**Written exercise**
Rewrite the records from the line containing "task: give the mask of every instance of the <item>butterfly's" through the end of the records, replacing "hole_rule" with "fill_rule" and leaving everything else unchanged.

**Record extracts**
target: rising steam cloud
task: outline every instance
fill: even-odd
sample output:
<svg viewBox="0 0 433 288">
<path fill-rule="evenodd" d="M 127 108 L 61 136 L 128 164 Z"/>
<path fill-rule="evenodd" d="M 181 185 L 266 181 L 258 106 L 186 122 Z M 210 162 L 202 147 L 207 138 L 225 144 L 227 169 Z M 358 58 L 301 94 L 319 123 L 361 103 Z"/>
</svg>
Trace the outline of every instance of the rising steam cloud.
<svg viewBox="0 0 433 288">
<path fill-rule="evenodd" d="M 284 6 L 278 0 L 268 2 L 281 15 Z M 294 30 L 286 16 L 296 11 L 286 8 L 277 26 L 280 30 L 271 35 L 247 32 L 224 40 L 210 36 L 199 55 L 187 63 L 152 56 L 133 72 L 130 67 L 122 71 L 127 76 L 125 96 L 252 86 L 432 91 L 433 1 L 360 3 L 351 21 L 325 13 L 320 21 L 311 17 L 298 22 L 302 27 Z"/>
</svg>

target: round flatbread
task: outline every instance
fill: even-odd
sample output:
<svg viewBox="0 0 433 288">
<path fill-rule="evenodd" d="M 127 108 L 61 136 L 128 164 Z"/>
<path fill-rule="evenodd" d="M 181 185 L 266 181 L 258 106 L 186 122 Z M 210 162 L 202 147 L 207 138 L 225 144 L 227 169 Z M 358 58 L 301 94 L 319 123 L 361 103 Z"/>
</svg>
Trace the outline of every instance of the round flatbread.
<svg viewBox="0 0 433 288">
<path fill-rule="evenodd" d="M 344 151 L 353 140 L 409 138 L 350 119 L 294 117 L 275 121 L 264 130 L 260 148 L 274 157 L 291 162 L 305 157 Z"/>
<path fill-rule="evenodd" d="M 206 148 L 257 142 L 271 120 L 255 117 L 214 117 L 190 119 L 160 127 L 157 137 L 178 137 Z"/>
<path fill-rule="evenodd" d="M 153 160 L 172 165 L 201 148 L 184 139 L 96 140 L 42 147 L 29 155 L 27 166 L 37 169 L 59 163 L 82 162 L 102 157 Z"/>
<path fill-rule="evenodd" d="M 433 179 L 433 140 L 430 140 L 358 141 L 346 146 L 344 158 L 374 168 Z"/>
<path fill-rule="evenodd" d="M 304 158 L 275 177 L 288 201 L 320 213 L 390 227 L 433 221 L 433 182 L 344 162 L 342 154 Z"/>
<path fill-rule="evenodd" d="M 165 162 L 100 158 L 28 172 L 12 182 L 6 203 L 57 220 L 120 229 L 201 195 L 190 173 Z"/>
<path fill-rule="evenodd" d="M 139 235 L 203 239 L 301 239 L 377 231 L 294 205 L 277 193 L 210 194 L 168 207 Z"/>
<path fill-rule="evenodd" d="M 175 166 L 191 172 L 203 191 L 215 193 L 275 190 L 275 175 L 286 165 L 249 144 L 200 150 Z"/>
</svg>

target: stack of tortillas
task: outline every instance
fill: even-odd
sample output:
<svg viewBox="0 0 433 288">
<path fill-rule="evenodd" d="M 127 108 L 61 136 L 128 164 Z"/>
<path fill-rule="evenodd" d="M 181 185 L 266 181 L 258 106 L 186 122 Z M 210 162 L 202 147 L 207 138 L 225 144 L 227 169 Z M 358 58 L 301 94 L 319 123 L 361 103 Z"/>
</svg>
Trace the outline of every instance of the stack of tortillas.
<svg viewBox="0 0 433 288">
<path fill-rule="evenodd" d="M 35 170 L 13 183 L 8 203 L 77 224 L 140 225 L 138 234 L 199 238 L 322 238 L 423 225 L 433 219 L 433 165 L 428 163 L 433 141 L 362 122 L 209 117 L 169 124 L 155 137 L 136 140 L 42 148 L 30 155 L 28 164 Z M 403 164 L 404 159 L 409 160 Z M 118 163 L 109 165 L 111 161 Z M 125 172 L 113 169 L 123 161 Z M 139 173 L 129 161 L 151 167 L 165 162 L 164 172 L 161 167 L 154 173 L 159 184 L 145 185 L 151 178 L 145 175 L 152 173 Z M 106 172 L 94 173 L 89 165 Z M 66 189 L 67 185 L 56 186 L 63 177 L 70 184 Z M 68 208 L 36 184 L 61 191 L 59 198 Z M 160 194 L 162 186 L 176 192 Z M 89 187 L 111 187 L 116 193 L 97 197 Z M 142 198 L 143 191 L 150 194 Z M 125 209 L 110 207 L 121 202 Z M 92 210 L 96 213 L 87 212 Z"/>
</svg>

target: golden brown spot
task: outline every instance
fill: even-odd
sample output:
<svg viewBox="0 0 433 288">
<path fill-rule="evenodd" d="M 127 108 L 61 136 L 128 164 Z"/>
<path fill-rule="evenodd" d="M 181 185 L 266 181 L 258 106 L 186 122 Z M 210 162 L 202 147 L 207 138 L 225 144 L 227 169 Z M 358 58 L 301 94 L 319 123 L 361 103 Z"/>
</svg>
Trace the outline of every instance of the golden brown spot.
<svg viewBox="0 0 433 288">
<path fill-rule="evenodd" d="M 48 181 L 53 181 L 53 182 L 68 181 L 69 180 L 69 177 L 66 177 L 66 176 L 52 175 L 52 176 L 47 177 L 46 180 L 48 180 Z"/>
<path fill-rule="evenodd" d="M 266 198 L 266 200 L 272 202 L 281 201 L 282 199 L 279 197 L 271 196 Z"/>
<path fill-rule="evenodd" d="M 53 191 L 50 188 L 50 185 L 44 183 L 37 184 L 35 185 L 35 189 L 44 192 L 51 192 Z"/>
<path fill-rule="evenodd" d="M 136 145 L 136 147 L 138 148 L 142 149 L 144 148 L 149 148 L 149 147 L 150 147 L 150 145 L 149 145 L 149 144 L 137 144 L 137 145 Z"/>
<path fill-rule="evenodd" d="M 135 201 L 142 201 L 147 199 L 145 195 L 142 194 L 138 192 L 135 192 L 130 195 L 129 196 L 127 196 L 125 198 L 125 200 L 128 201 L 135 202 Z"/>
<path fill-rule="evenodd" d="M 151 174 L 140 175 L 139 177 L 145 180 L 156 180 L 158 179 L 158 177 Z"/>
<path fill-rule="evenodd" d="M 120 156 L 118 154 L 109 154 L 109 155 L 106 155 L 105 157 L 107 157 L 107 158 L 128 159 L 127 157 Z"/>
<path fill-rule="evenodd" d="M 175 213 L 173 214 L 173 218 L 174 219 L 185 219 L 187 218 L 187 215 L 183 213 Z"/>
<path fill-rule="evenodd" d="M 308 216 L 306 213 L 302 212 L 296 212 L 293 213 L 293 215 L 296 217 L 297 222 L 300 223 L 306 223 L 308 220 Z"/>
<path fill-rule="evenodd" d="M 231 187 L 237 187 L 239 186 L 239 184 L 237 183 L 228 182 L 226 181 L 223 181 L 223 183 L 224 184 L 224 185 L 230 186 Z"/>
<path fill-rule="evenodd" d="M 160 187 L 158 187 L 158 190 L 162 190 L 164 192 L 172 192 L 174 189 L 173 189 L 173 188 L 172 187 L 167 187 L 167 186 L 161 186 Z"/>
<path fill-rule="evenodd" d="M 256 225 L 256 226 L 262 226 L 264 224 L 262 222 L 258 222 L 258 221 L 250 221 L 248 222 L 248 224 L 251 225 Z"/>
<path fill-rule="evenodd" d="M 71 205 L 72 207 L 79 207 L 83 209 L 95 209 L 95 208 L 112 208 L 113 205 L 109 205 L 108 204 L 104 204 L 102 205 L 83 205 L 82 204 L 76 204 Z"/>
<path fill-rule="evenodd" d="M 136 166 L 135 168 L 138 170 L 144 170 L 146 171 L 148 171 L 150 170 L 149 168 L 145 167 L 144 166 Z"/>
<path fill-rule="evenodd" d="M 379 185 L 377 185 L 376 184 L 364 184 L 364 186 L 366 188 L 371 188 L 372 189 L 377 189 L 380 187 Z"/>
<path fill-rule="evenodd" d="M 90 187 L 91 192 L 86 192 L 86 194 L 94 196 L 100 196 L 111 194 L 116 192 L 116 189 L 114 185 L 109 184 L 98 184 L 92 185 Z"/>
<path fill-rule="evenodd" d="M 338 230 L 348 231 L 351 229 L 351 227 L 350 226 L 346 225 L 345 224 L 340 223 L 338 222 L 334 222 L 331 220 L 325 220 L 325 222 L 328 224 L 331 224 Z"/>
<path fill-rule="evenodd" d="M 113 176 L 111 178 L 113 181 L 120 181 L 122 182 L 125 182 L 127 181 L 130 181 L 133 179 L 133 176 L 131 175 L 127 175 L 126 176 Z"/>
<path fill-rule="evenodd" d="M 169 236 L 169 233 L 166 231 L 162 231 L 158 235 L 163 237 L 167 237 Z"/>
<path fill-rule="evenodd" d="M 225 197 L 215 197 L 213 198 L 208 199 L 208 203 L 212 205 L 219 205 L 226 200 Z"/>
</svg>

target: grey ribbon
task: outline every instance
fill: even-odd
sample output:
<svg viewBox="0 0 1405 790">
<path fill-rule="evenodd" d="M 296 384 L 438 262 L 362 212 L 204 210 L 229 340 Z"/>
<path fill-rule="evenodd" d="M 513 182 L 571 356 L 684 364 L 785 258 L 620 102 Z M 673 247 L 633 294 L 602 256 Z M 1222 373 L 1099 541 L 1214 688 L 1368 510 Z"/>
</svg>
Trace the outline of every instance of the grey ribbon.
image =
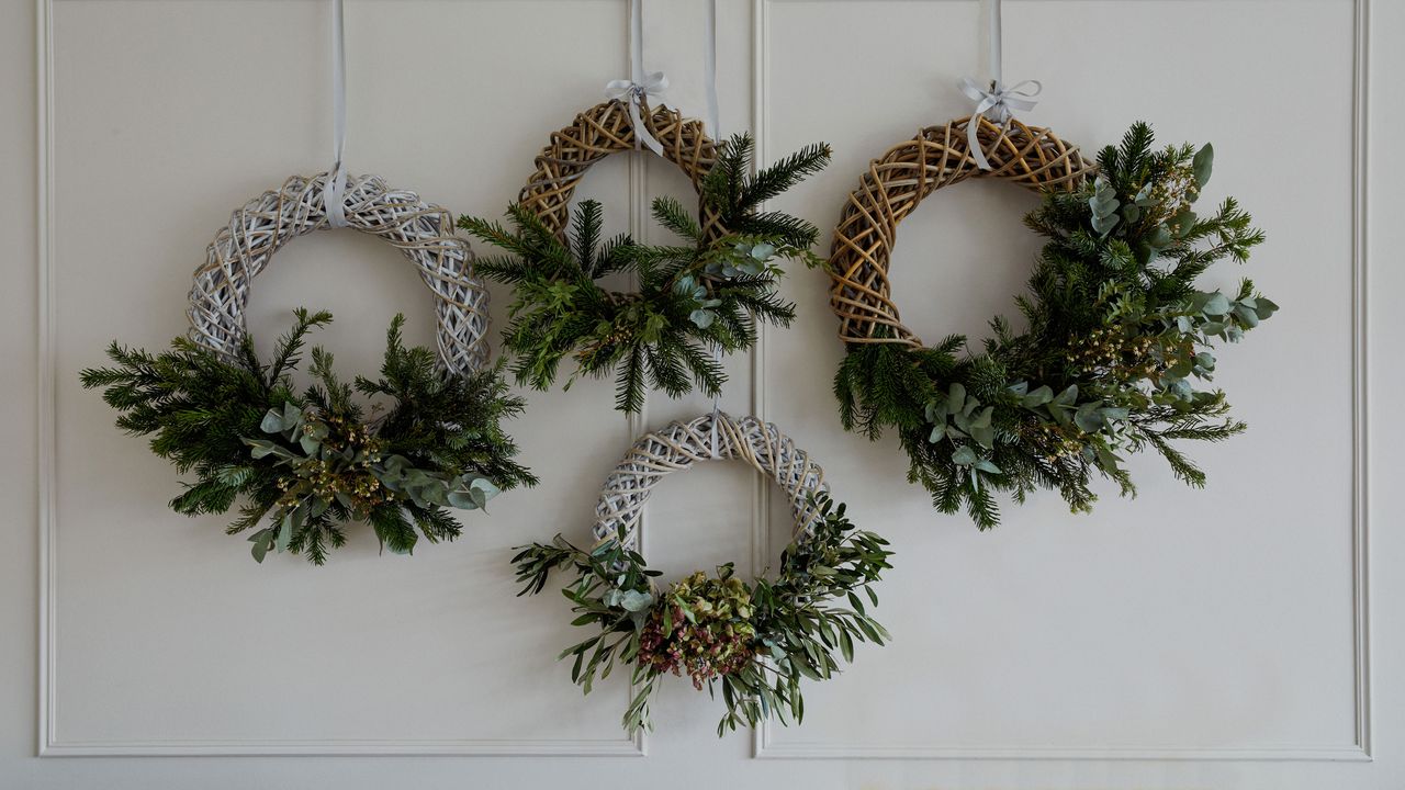
<svg viewBox="0 0 1405 790">
<path fill-rule="evenodd" d="M 1041 90 L 1044 86 L 1038 80 L 1024 80 L 1010 87 L 1005 87 L 1000 80 L 991 80 L 989 90 L 985 90 L 971 77 L 961 79 L 961 93 L 976 103 L 975 112 L 971 114 L 971 121 L 967 124 L 967 149 L 978 167 L 991 169 L 991 162 L 985 157 L 985 150 L 981 149 L 981 118 L 1005 129 L 1013 117 L 1012 110 L 1033 110 L 1038 104 L 1034 97 Z"/>
<path fill-rule="evenodd" d="M 663 101 L 663 91 L 667 87 L 669 77 L 663 76 L 663 72 L 643 73 L 643 0 L 629 0 L 629 79 L 610 80 L 606 84 L 606 98 L 624 101 L 629 108 L 635 150 L 643 143 L 653 153 L 663 156 L 663 143 L 649 132 L 639 105 Z"/>
</svg>

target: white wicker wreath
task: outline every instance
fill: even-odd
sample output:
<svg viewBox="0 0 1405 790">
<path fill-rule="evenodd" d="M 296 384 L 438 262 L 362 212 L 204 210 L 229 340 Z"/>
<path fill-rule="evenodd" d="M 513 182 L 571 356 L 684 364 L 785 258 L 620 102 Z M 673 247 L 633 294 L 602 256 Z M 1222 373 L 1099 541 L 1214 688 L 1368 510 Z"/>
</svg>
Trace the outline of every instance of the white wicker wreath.
<svg viewBox="0 0 1405 790">
<path fill-rule="evenodd" d="M 620 465 L 606 479 L 596 506 L 596 540 L 618 538 L 628 550 L 639 543 L 639 512 L 649 492 L 669 472 L 690 470 L 698 461 L 740 458 L 780 485 L 791 502 L 795 530 L 808 531 L 819 517 L 815 496 L 828 493 L 825 471 L 795 447 L 773 423 L 756 417 L 740 420 L 718 413 L 717 455 L 714 415 L 646 433 L 634 443 Z"/>
<path fill-rule="evenodd" d="M 190 337 L 232 357 L 244 337 L 249 287 L 268 259 L 296 236 L 327 228 L 322 191 L 327 173 L 294 176 L 278 190 L 246 202 L 221 228 L 195 270 L 190 291 Z M 378 176 L 348 176 L 347 224 L 379 236 L 420 270 L 434 292 L 438 356 L 452 373 L 488 361 L 488 290 L 473 277 L 473 253 L 454 235 L 448 211 L 407 190 L 391 190 Z"/>
</svg>

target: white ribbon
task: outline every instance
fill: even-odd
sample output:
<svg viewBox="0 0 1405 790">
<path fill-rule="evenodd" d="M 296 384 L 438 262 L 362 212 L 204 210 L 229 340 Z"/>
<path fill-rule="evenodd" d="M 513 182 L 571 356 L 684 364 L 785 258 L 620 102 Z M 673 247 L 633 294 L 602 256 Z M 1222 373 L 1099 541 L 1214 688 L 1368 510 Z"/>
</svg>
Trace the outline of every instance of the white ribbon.
<svg viewBox="0 0 1405 790">
<path fill-rule="evenodd" d="M 707 4 L 707 51 L 704 52 L 702 82 L 707 86 L 707 135 L 717 142 L 721 134 L 717 105 L 717 0 Z"/>
<path fill-rule="evenodd" d="M 663 72 L 643 73 L 643 0 L 629 0 L 629 79 L 610 80 L 606 84 L 606 98 L 624 101 L 629 107 L 629 122 L 634 125 L 634 148 L 639 143 L 649 146 L 649 150 L 663 156 L 660 143 L 645 125 L 639 114 L 639 104 L 643 101 L 663 101 L 663 91 L 669 87 L 669 77 Z"/>
<path fill-rule="evenodd" d="M 717 141 L 719 131 L 719 111 L 717 103 L 717 0 L 707 4 L 707 52 L 704 53 L 702 82 L 707 86 L 707 134 Z M 712 346 L 712 360 L 722 363 L 722 346 Z M 717 417 L 722 395 L 712 396 L 712 460 L 718 460 L 717 453 Z"/>
<path fill-rule="evenodd" d="M 327 225 L 346 228 L 347 171 L 341 166 L 341 153 L 347 145 L 347 56 L 346 32 L 341 25 L 341 0 L 332 0 L 332 155 L 336 164 L 322 190 L 322 204 L 327 212 Z"/>
<path fill-rule="evenodd" d="M 976 103 L 975 112 L 967 122 L 967 149 L 982 170 L 989 170 L 991 162 L 986 160 L 985 152 L 981 149 L 981 118 L 1003 129 L 1013 118 L 1013 110 L 1034 110 L 1034 105 L 1038 104 L 1034 97 L 1044 90 L 1038 80 L 1024 80 L 1009 87 L 1000 80 L 1000 0 L 991 0 L 989 34 L 991 87 L 982 89 L 981 83 L 971 77 L 962 77 L 958 83 L 961 93 Z"/>
</svg>

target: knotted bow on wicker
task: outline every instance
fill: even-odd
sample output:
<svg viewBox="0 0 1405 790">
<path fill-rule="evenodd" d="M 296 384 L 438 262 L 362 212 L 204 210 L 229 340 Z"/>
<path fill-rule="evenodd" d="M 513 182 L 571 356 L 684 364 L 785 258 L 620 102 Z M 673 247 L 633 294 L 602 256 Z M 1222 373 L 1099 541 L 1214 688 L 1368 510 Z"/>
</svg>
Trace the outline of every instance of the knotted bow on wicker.
<svg viewBox="0 0 1405 790">
<path fill-rule="evenodd" d="M 797 534 L 808 531 L 819 516 L 815 498 L 829 492 L 823 470 L 774 425 L 750 416 L 735 419 L 718 412 L 715 416 L 710 413 L 688 422 L 674 422 L 634 443 L 600 492 L 593 527 L 596 540 L 618 538 L 625 548 L 636 550 L 639 513 L 653 486 L 663 475 L 712 460 L 714 426 L 715 458 L 746 461 L 781 486 L 795 514 Z"/>
<path fill-rule="evenodd" d="M 246 333 L 253 278 L 296 236 L 329 226 L 327 173 L 294 176 L 246 202 L 221 228 L 195 270 L 190 337 L 230 357 Z M 388 240 L 420 270 L 434 292 L 440 361 L 466 374 L 488 361 L 488 290 L 473 277 L 473 253 L 454 235 L 450 212 L 377 176 L 351 176 L 343 200 L 347 226 Z"/>
<path fill-rule="evenodd" d="M 968 127 L 991 162 L 982 170 L 968 146 Z M 993 124 L 975 115 L 944 127 L 927 127 L 868 163 L 849 195 L 830 250 L 829 304 L 839 316 L 844 343 L 901 343 L 922 340 L 898 318 L 888 283 L 888 266 L 898 224 L 922 200 L 967 179 L 1002 179 L 1028 190 L 1072 190 L 1093 173 L 1078 148 L 1054 132 L 1027 127 L 1017 118 Z"/>
<path fill-rule="evenodd" d="M 641 107 L 649 134 L 663 148 L 660 156 L 679 166 L 693 187 L 717 162 L 717 145 L 707 135 L 702 121 L 684 118 L 677 110 L 659 105 Z M 551 134 L 551 142 L 537 155 L 537 170 L 527 179 L 517 200 L 559 235 L 570 224 L 570 195 L 592 164 L 624 150 L 635 149 L 635 127 L 625 101 L 606 101 L 576 115 L 563 129 Z M 710 239 L 726 235 L 717 211 L 701 207 L 702 229 Z"/>
</svg>

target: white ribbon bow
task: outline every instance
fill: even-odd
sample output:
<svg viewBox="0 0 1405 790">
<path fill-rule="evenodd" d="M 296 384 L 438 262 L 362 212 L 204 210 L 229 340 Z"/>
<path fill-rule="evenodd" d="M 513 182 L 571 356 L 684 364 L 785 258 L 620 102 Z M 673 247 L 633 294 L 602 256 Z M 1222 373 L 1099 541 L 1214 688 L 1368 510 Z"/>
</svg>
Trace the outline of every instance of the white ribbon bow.
<svg viewBox="0 0 1405 790">
<path fill-rule="evenodd" d="M 982 170 L 991 169 L 991 162 L 986 160 L 985 152 L 981 150 L 981 118 L 999 125 L 1006 129 L 1013 118 L 1013 110 L 1027 111 L 1034 110 L 1038 104 L 1034 97 L 1044 90 L 1044 86 L 1038 80 L 1024 80 L 1023 83 L 1005 87 L 1000 80 L 991 80 L 991 89 L 982 89 L 971 77 L 961 79 L 961 93 L 967 94 L 972 101 L 976 103 L 975 112 L 971 115 L 971 121 L 967 122 L 967 149 L 971 152 L 971 157 Z"/>
<path fill-rule="evenodd" d="M 639 104 L 648 101 L 651 105 L 663 101 L 663 91 L 669 89 L 669 77 L 663 72 L 649 72 L 643 75 L 643 82 L 610 80 L 606 84 L 606 98 L 624 101 L 629 107 L 629 122 L 634 124 L 634 148 L 639 143 L 649 146 L 649 150 L 663 156 L 663 143 L 649 134 L 649 127 L 639 114 Z"/>
</svg>

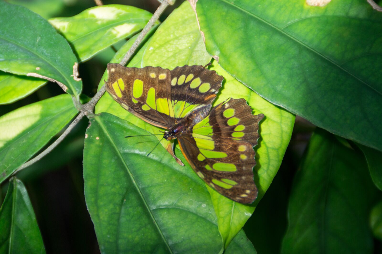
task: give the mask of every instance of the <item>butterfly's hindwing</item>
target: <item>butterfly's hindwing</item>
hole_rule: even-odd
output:
[[[185,65],[170,72],[172,103],[175,117],[178,119],[212,103],[223,79],[214,71],[201,65]]]
[[[107,64],[106,90],[124,108],[147,122],[168,129],[174,124],[168,69]]]
[[[263,116],[251,112],[245,100],[230,99],[213,108],[191,133],[178,138],[196,174],[222,195],[243,203],[252,203],[257,193],[252,171],[256,163],[253,146]],[[239,132],[235,129],[244,135],[234,134]]]

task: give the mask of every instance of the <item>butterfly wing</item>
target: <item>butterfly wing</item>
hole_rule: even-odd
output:
[[[130,113],[149,124],[168,129],[174,124],[168,69],[107,64],[106,90]]]
[[[178,139],[196,174],[220,194],[240,203],[252,203],[257,196],[253,147],[263,117],[252,114],[245,100],[230,99]]]
[[[201,65],[178,67],[170,72],[172,103],[176,122],[191,111],[211,104],[223,80],[215,71]]]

**Task answer**
task: give the mask of every instance of the <item>butterfly's hindwing</item>
target: <item>butterfly's hindwing</item>
fill_rule: even-odd
output:
[[[185,65],[170,72],[172,103],[175,117],[178,119],[212,103],[223,79],[214,71],[201,65]]]
[[[107,64],[106,90],[124,108],[147,122],[168,129],[174,124],[168,69]]]
[[[263,116],[251,112],[245,100],[230,99],[213,108],[191,133],[178,138],[196,174],[222,195],[243,203],[252,203],[257,193],[252,171],[256,163],[253,146]],[[239,132],[235,129],[244,135],[234,134]]]

task: give the mask of every instance of the <item>butterfly wing</item>
target: <item>butterfly wing</item>
fill_rule: even-odd
output:
[[[130,113],[149,124],[168,129],[174,124],[168,69],[107,64],[106,90]]]
[[[178,139],[196,174],[220,194],[240,203],[252,203],[257,196],[253,147],[263,117],[252,114],[245,100],[230,99]]]
[[[201,65],[178,67],[170,72],[172,103],[176,122],[191,111],[211,104],[223,80],[215,71]]]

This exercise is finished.